OBJECTIVE A: List every line in the records below that contains the string "sugared", treating uppercase and lowercase as different.

EXCERPT PROVIDED:
Goring, Rosemary. "Harry's Fame," Scotland on Sunday, 17 January 1999

A WEEK may be a long time in politics, but two years in publishing is a geological age. At the beginning of 1997 nobody had heard of Joanne Rowling, although a few had spotted her writing in Edinburgh cafes, baby in a pram at her side. Two years later, however, this coffee-house scribbler is being mentioned in the same breath as CS Lewis, Roald Dahl and Robert Louis Stevenson. Her spirited hero Harry Potter, ordinary boy turned wizard, who takes on the forces of evil, is almost as famous as Aslan the lion, Willy Wonka and Jim Hawkins.

Rowling cringes at being ranked alongside such giants of children's fiction, yet the evidence from bestseller lists and literary prizes across the world suggests such comparisons are not as absurd as they may sound.

A lively young woman of 33, Joanne Rowling neither looks nor behaves like an international superstar. Her face is pointed like a cat's, her eyes are bright, and she has shoulder-length auburn hair that has a supernatural shine. It doesn't take much imagination to picture her as a professor at her famous Hogwart's School for Witchcraft and Wizardry. Today she is ethereally pale, having been up all night rewriting a chapter of Harry Potter and the Prisoner of Azkaban, the third in the projected seven-book Harry Potter series.

After the phenomenal success of the first two Harry Potter books, which have led to a film deal with Warner brothers, it's said that JK Rowling will be a millionaire by 40. Yet despite her rags to riches reversal, she has just come into Edinburgh by bus. Clearly the material side of success has yet to permeate.

Friendly and confiding, she bubbles over with conversation and wit. Her publishers may sometimes wish she were less forthcoming, but her openness is part of her restless charm. Not that she doesn't wish that she could at times have fended off media inquiries.

When she first came to fame, Joanne Rowling's story was neatly divided between admiration for the skill of her children's novel, Harry Potter and the Philosopher's Stone, and pity for a plucky single mum, struggling on benefit with a baby. "For a while I thought I was going to vomit if I saw another picture of me captioned with single mother, penniless and divorcee ... Seeing it all down there in black and white you think, Jesus Christ, I'm so sad, amn't I? I don't feel that sad."

Sad, though, is the last word to apply to a woman whose success is staggering. The week we met, she had just learned she was in the New York Times bestseller hardback list, both adult and children's. Unlike some writers who claim that winning literary prizes is irrelevant, Rowling was delighted when Harry Potter snaffled the Smarties Prize, twice in succession. This week, she will discover whether she is also to take the coveted Whitbread Children's Book of the Year. Before a recent change in the rules, the winner of this section would have been eligible to win the overall Whitbread Prize. Even then, she doesn't think she would have taken it. "Children's books generally are very sidelined. I don't think I'd have had a chance in hell of winning it."

Yet you can imagine that it might have happened. Since his first appearance in 1997, Harry Potter has moved beyond the realm of children's literature into the adult world. There's something about this lovable, pert and thoughtful youngster that catches the attention.

Object point labels
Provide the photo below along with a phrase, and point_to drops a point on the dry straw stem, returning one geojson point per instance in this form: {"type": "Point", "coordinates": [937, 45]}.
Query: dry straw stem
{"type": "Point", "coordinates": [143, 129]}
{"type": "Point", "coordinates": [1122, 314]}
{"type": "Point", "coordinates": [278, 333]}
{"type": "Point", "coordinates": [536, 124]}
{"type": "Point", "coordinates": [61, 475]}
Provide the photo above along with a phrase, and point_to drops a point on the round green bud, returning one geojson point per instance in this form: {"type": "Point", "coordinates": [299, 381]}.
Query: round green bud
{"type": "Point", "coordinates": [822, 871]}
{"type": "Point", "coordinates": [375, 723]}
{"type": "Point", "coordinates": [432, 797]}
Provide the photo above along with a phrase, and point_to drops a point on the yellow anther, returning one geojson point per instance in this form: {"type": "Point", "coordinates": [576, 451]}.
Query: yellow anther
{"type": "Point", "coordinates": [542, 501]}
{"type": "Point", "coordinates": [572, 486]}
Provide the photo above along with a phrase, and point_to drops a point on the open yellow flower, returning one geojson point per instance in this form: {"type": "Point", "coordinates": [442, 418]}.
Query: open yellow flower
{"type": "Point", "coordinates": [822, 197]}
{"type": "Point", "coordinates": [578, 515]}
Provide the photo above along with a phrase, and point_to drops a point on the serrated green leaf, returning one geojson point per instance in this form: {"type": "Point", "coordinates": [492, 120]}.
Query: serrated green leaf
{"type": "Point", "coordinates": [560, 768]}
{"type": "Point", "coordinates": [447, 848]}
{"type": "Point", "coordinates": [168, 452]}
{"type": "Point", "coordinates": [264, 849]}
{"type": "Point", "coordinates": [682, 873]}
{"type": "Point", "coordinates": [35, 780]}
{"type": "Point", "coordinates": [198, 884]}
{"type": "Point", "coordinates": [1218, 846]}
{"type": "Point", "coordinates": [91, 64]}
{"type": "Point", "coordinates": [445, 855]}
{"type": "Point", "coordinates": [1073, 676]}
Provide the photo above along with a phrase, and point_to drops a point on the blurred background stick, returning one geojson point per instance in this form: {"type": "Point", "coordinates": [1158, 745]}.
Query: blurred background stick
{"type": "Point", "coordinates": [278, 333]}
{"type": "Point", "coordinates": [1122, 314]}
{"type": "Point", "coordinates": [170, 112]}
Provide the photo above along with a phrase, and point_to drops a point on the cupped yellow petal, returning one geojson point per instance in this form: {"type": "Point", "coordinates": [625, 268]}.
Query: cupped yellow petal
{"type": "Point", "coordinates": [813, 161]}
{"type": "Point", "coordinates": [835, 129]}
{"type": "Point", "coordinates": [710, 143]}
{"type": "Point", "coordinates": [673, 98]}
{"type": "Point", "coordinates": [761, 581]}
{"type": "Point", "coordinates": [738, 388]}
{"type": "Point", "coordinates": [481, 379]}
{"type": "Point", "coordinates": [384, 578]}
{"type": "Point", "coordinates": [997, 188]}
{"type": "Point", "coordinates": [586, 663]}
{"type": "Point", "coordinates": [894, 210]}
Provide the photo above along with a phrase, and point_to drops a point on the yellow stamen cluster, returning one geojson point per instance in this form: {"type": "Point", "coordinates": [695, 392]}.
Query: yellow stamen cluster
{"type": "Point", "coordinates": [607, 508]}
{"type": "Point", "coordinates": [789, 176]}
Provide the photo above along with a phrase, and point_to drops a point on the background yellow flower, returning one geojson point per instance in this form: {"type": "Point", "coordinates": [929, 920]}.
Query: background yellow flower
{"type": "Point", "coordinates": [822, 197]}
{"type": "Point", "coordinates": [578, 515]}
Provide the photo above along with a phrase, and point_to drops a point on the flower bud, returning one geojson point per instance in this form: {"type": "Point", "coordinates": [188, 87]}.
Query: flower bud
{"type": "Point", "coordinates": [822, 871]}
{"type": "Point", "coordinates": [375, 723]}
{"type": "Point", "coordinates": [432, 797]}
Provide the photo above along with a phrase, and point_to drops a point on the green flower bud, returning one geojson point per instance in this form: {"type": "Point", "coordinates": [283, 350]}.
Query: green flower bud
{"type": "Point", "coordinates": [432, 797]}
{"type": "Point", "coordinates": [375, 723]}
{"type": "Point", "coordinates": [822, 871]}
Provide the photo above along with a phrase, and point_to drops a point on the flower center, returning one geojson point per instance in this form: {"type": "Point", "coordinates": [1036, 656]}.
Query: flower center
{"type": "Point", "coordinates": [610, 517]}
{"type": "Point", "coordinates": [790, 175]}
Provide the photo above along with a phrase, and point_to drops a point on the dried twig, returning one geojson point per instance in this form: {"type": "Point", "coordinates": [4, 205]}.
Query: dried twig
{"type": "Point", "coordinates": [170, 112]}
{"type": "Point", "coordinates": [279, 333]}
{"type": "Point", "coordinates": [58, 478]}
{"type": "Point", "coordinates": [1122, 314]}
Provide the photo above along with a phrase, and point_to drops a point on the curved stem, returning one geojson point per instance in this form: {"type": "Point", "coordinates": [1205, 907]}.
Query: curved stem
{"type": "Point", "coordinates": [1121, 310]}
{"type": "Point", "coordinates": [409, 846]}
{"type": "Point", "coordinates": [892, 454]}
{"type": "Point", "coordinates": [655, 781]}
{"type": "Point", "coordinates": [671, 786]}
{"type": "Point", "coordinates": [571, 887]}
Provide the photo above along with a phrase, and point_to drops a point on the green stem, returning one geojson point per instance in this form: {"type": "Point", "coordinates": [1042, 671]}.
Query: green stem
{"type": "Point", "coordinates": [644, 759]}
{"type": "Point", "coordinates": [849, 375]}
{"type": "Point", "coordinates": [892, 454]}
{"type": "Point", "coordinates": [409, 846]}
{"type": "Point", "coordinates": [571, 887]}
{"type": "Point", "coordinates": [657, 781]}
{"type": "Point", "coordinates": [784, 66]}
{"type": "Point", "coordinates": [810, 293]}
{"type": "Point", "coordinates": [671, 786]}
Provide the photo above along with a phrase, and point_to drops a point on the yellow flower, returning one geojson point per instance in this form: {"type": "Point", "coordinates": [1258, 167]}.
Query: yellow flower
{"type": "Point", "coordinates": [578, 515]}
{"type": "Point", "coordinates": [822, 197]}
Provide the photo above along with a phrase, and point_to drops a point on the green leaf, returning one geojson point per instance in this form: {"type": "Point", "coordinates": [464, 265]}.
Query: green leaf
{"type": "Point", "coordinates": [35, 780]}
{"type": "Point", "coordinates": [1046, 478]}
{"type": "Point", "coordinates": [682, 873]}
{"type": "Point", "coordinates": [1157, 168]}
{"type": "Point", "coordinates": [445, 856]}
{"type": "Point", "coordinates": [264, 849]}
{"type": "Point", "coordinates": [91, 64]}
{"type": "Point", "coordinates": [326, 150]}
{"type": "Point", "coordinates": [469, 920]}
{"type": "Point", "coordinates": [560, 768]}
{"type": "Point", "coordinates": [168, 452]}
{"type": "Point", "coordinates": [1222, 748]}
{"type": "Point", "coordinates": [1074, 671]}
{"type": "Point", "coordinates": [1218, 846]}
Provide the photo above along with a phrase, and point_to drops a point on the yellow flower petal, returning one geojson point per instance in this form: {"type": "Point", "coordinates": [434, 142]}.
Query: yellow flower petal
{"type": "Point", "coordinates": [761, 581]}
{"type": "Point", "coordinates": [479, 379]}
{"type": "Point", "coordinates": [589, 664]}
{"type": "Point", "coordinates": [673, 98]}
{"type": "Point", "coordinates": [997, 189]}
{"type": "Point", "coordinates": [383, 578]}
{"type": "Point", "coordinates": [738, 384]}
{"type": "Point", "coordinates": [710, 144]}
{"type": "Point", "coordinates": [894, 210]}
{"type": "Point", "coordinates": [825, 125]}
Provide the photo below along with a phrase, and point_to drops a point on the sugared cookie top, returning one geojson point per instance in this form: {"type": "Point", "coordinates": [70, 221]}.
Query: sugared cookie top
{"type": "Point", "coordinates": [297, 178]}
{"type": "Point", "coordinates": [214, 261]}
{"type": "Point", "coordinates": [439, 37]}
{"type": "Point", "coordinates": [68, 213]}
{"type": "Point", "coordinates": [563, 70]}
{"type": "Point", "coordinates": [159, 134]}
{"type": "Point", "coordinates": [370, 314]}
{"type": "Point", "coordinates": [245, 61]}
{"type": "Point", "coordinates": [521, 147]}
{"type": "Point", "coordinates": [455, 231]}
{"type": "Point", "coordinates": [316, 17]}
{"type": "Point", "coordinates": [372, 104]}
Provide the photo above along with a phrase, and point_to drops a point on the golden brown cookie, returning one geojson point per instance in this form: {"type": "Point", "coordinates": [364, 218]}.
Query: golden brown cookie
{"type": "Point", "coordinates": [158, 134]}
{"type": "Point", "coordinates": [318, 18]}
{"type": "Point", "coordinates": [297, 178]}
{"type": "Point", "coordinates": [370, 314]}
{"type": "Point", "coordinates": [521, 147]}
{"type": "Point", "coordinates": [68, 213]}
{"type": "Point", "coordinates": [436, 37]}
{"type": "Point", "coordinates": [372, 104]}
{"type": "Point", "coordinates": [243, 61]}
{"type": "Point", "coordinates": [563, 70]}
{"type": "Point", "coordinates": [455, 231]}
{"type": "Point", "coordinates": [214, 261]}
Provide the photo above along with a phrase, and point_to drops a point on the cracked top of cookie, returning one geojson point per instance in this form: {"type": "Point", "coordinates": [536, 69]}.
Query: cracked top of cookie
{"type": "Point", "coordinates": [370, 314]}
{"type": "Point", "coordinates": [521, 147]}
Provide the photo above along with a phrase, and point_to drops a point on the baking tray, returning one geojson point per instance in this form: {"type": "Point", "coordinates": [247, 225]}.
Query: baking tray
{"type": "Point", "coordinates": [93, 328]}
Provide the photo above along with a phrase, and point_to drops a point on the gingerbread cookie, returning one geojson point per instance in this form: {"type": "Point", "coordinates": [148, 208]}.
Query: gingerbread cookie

OBJECTIVE B: Translate the sentence "Clearly the material side of success has yet to permeate." from the article about Joanne Rowling's fame above into Spanish.

RESULT A:
Provide the photo below along with a phrase, and point_to drops a point on the sugared cookie top, returning one geojson point per instance in this form: {"type": "Point", "coordinates": [70, 221]}.
Query: sugared cookie top

RESULT B: Está claro que el lado material del éxito aún no ha calado.